- **Short problem**: Rewrite the records below with "leg" swapped for "paw", keeping everything else the same.

** Begin Information given **

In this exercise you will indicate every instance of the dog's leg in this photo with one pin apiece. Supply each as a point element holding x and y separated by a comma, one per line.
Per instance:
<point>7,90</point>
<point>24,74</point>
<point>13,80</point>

** End Information given **

- **Result of the exercise**:
In this exercise you will indicate every instance of the dog's paw in this photo with one pin apiece. Supply each as a point element holding x and y separated by a comma, one per line.
Per instance:
<point>7,90</point>
<point>24,74</point>
<point>13,80</point>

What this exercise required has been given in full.